* **Exercise goal**:
Leave out every picture, then transcribe the rest of the listing exactly.

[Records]
^^^^^^^^^^^^^^^^
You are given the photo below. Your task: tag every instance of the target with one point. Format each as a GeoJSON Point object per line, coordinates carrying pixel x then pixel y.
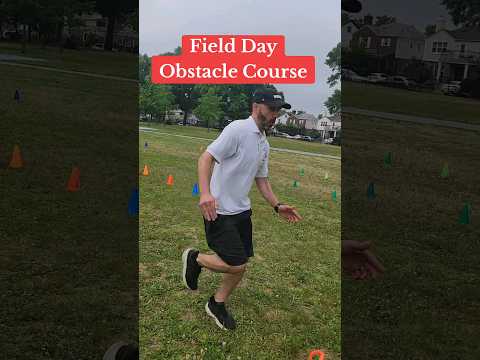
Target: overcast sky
{"type": "Point", "coordinates": [311, 27]}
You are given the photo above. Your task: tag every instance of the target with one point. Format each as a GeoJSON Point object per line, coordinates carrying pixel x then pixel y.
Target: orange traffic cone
{"type": "Point", "coordinates": [16, 162]}
{"type": "Point", "coordinates": [74, 181]}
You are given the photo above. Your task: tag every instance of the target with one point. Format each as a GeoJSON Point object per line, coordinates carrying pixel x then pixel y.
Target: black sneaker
{"type": "Point", "coordinates": [122, 351]}
{"type": "Point", "coordinates": [191, 269]}
{"type": "Point", "coordinates": [218, 311]}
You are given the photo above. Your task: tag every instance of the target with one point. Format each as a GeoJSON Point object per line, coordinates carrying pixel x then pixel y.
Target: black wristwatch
{"type": "Point", "coordinates": [277, 206]}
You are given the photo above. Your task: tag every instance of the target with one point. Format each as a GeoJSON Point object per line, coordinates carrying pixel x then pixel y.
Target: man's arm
{"type": "Point", "coordinates": [207, 202]}
{"type": "Point", "coordinates": [286, 211]}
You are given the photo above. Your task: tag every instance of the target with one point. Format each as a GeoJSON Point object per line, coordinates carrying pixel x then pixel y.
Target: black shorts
{"type": "Point", "coordinates": [230, 237]}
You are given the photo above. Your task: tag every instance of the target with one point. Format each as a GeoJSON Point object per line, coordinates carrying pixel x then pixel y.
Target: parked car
{"type": "Point", "coordinates": [98, 46]}
{"type": "Point", "coordinates": [352, 76]}
{"type": "Point", "coordinates": [451, 88]}
{"type": "Point", "coordinates": [398, 81]}
{"type": "Point", "coordinates": [377, 78]}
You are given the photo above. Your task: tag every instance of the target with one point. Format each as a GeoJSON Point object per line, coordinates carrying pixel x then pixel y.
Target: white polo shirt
{"type": "Point", "coordinates": [241, 153]}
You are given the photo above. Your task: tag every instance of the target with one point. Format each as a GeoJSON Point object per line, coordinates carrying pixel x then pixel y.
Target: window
{"type": "Point", "coordinates": [439, 46]}
{"type": "Point", "coordinates": [386, 42]}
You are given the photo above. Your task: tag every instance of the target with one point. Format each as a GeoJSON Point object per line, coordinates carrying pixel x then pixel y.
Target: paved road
{"type": "Point", "coordinates": [409, 118]}
{"type": "Point", "coordinates": [152, 131]}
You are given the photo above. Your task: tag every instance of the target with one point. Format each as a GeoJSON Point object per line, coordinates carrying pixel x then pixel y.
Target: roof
{"type": "Point", "coordinates": [305, 116]}
{"type": "Point", "coordinates": [337, 117]}
{"type": "Point", "coordinates": [351, 21]}
{"type": "Point", "coordinates": [465, 34]}
{"type": "Point", "coordinates": [397, 30]}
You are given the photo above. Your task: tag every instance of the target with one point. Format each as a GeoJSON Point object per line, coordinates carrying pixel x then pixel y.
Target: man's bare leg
{"type": "Point", "coordinates": [213, 262]}
{"type": "Point", "coordinates": [231, 278]}
{"type": "Point", "coordinates": [229, 283]}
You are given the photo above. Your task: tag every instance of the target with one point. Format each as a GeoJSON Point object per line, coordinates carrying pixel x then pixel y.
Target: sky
{"type": "Point", "coordinates": [311, 27]}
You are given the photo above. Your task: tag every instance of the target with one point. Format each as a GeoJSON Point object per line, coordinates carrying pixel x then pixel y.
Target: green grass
{"type": "Point", "coordinates": [433, 105]}
{"type": "Point", "coordinates": [428, 299]}
{"type": "Point", "coordinates": [99, 62]}
{"type": "Point", "coordinates": [289, 300]}
{"type": "Point", "coordinates": [66, 258]}
{"type": "Point", "coordinates": [283, 143]}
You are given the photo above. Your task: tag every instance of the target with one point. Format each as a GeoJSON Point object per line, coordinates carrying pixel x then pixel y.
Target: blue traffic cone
{"type": "Point", "coordinates": [195, 190]}
{"type": "Point", "coordinates": [371, 191]}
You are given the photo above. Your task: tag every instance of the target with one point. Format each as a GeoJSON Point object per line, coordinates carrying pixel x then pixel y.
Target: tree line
{"type": "Point", "coordinates": [212, 104]}
{"type": "Point", "coordinates": [49, 18]}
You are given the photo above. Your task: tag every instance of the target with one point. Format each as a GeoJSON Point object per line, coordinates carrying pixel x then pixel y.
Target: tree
{"type": "Point", "coordinates": [334, 102]}
{"type": "Point", "coordinates": [384, 20]}
{"type": "Point", "coordinates": [209, 108]}
{"type": "Point", "coordinates": [155, 100]}
{"type": "Point", "coordinates": [144, 68]}
{"type": "Point", "coordinates": [112, 10]}
{"type": "Point", "coordinates": [430, 29]}
{"type": "Point", "coordinates": [464, 12]}
{"type": "Point", "coordinates": [334, 62]}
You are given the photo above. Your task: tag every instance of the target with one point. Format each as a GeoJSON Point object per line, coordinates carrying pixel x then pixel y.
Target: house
{"type": "Point", "coordinates": [327, 127]}
{"type": "Point", "coordinates": [92, 29]}
{"type": "Point", "coordinates": [453, 54]}
{"type": "Point", "coordinates": [392, 46]}
{"type": "Point", "coordinates": [348, 29]}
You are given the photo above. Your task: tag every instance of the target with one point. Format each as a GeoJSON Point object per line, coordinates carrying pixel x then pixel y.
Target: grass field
{"type": "Point", "coordinates": [433, 105]}
{"type": "Point", "coordinates": [98, 62]}
{"type": "Point", "coordinates": [289, 300]}
{"type": "Point", "coordinates": [67, 271]}
{"type": "Point", "coordinates": [276, 142]}
{"type": "Point", "coordinates": [426, 305]}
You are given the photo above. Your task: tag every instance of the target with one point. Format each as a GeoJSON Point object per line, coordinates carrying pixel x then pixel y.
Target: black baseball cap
{"type": "Point", "coordinates": [271, 98]}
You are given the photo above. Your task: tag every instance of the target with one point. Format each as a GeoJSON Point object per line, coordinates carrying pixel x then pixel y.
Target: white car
{"type": "Point", "coordinates": [377, 77]}
{"type": "Point", "coordinates": [348, 74]}
{"type": "Point", "coordinates": [451, 88]}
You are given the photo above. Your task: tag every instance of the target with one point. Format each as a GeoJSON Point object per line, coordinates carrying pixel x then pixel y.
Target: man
{"type": "Point", "coordinates": [238, 156]}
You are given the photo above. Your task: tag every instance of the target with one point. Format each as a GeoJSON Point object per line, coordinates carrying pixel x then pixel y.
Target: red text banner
{"type": "Point", "coordinates": [233, 59]}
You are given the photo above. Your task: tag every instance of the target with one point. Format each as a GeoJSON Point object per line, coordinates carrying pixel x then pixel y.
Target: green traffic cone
{"type": "Point", "coordinates": [466, 214]}
{"type": "Point", "coordinates": [334, 195]}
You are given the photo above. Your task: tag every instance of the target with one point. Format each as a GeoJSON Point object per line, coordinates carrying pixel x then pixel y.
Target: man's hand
{"type": "Point", "coordinates": [358, 261]}
{"type": "Point", "coordinates": [208, 206]}
{"type": "Point", "coordinates": [289, 213]}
^^^^^^^^^^^^^^^^
* **Exercise response**:
You are given the photo below. Your task: tag every instance of the target with one point. Format each as a GeoJSON Point object per line, coordinates carrying pixel x then pixel y.
Target: overcast sky
{"type": "Point", "coordinates": [311, 27]}
You are given the photo above. Your task: tag every instance of the target with one point. Format each as a GeoJSON Point object per line, coordinates carrying pixel x then pixel y.
Target: orange traffic cone
{"type": "Point", "coordinates": [16, 162]}
{"type": "Point", "coordinates": [74, 181]}
You are given the photo above. Your task: tag every instance of the target with one point. Format each as a GeoJSON Point object per line, coordinates carrying pixel x then pixel y.
Target: black sneaker
{"type": "Point", "coordinates": [122, 351]}
{"type": "Point", "coordinates": [191, 269]}
{"type": "Point", "coordinates": [218, 311]}
You are given the photo above. Your task: tag every instance of the target with one point. Format each as a GeoJSON Point object per line, coordinates carrying pixel x then pixel y.
Target: black wristwatch
{"type": "Point", "coordinates": [277, 206]}
You are given the photo above. Your task: tag every instance of the target with one point. Format each as a GeoJSON Point object per line, coordinates carrying pixel x then pixel y.
Target: man's arm
{"type": "Point", "coordinates": [207, 202]}
{"type": "Point", "coordinates": [286, 211]}
You are given the photo above. Your task: tag every instance of the target with one point. Format each as a GeoJSON Point object per line, coordinates carrying pixel x then pixel y.
Target: black shorts
{"type": "Point", "coordinates": [230, 237]}
You are given the photo above. Your task: tag every instance of the target with one point. Format each as a GeoJSON Point object per line, coordinates carrying pixel x then pixel y.
Target: parked car
{"type": "Point", "coordinates": [98, 46]}
{"type": "Point", "coordinates": [352, 76]}
{"type": "Point", "coordinates": [451, 88]}
{"type": "Point", "coordinates": [398, 81]}
{"type": "Point", "coordinates": [377, 78]}
You are given the photo above. Your task: tag every instance of the target with one point. Format each as a GeoJSON Point object per line, coordinates carrying pixel x then pixel y.
Target: white polo shirt
{"type": "Point", "coordinates": [241, 153]}
You are given the photo above. Your task: tag every instance of the target with one point. Format each as a GeoJSON Point object per line, coordinates carrying pixel x then pixel y.
Target: window
{"type": "Point", "coordinates": [439, 46]}
{"type": "Point", "coordinates": [386, 42]}
You are given the photo above. Your task: tag every instance of the target with one point. Format each as a GeoJSON Point object per line, coordinates carrying pixel x then pixel y.
Target: paved road
{"type": "Point", "coordinates": [409, 118]}
{"type": "Point", "coordinates": [152, 131]}
You are given the photo above. Your task: tag every instance of the target with one point. Format each as a GeoJSON Point object per line, coordinates carrying pixel x then pixel y.
Target: roof
{"type": "Point", "coordinates": [305, 116]}
{"type": "Point", "coordinates": [337, 117]}
{"type": "Point", "coordinates": [351, 21]}
{"type": "Point", "coordinates": [465, 34]}
{"type": "Point", "coordinates": [397, 30]}
You are given the photo above. Your task: tag every instance of the target with one point. Format each as a GeoJSON Point object per line, coordinates carrying pixel x then pixel y.
Target: man's bare leg
{"type": "Point", "coordinates": [213, 262]}
{"type": "Point", "coordinates": [231, 278]}
{"type": "Point", "coordinates": [229, 283]}
You are given the photo above. Your task: tag every instance of the target with one point. Format each as a GeoJSON Point object per line, coordinates carrying pixel x then pixel y.
Target: sky
{"type": "Point", "coordinates": [311, 27]}
You are given the photo above. Your task: tag every instance of the target with one point. Format each as a GeoJSON Point object per line, coordinates carrying pixel x then pixel y.
Target: green grass
{"type": "Point", "coordinates": [433, 105]}
{"type": "Point", "coordinates": [428, 299]}
{"type": "Point", "coordinates": [99, 62]}
{"type": "Point", "coordinates": [289, 300]}
{"type": "Point", "coordinates": [66, 258]}
{"type": "Point", "coordinates": [283, 143]}
You are given the photo above. Your task: tag every instance of the target with one point. Format each as a GeoJSON Point object per line, coordinates carrying pixel x then pixel y.
Target: blue traffic cone
{"type": "Point", "coordinates": [195, 190]}
{"type": "Point", "coordinates": [371, 191]}
You are given the photo above. Your task: tag every instance of the target with one point. Format each as a GeoJSON Point object per line, coordinates carrying pixel x then pixel y.
Target: tree line
{"type": "Point", "coordinates": [212, 104]}
{"type": "Point", "coordinates": [49, 18]}
You are given the photo above. Your task: tag every instance of the target with one point. Format each as a GeoJSON Point object per line, coordinates carrying pixel x then pixel y.
Target: tree
{"type": "Point", "coordinates": [334, 102]}
{"type": "Point", "coordinates": [384, 20]}
{"type": "Point", "coordinates": [209, 108]}
{"type": "Point", "coordinates": [155, 100]}
{"type": "Point", "coordinates": [144, 68]}
{"type": "Point", "coordinates": [112, 10]}
{"type": "Point", "coordinates": [430, 29]}
{"type": "Point", "coordinates": [464, 12]}
{"type": "Point", "coordinates": [334, 62]}
You are given the photo above. Your task: tag every instance of the target with one point. Format each as a GeoJSON Point object per line, coordinates carrying pixel x then pixel y.
Target: house
{"type": "Point", "coordinates": [327, 127]}
{"type": "Point", "coordinates": [92, 29]}
{"type": "Point", "coordinates": [453, 54]}
{"type": "Point", "coordinates": [392, 46]}
{"type": "Point", "coordinates": [348, 29]}
You are given the photo above. Your task: tag every instance of the target with one point. Format each as a GeoJSON Point object per line, coordinates carrying pixel x then pixel y.
Target: grass field
{"type": "Point", "coordinates": [433, 105]}
{"type": "Point", "coordinates": [98, 62]}
{"type": "Point", "coordinates": [289, 300]}
{"type": "Point", "coordinates": [67, 271]}
{"type": "Point", "coordinates": [276, 142]}
{"type": "Point", "coordinates": [426, 305]}
You are given the photo above. Your task: tag every instance of the target with one point. Format each as a GeoJSON Point object per line, coordinates carrying pixel x then pixel y.
Target: black baseball cap
{"type": "Point", "coordinates": [271, 98]}
You are given the photo above. Your task: tag every instance of the target with one point. Format each as a GeoJSON Point object per line, coordinates carrying pixel x then pixel y.
Target: white car
{"type": "Point", "coordinates": [377, 77]}
{"type": "Point", "coordinates": [348, 74]}
{"type": "Point", "coordinates": [451, 88]}
You are given the photo above. Your task: tag every instance of the target with one point. Format each as a GeoJSON Point object per line, coordinates carrying pixel x then pixel y.
Target: man
{"type": "Point", "coordinates": [238, 156]}
You are given the photo above. Your task: tag every instance of the target with one point. Format each as a GeoJSON Point object per line, coordinates carrying pixel x then pixel y.
Target: red text banner
{"type": "Point", "coordinates": [233, 59]}
You are given the photo above. Your task: tag every instance of the target with one point. Format each as a GeoJSON Point object per line, coordinates carrying pixel x then pixel y.
Target: green traffic cone
{"type": "Point", "coordinates": [466, 214]}
{"type": "Point", "coordinates": [334, 195]}
You are given the photo above. Your task: tag every instance of the target with one point. Format each as a GeoJSON Point object per line, coordinates carrying pixel x then pixel y.
Target: man's hand
{"type": "Point", "coordinates": [358, 261]}
{"type": "Point", "coordinates": [208, 206]}
{"type": "Point", "coordinates": [289, 213]}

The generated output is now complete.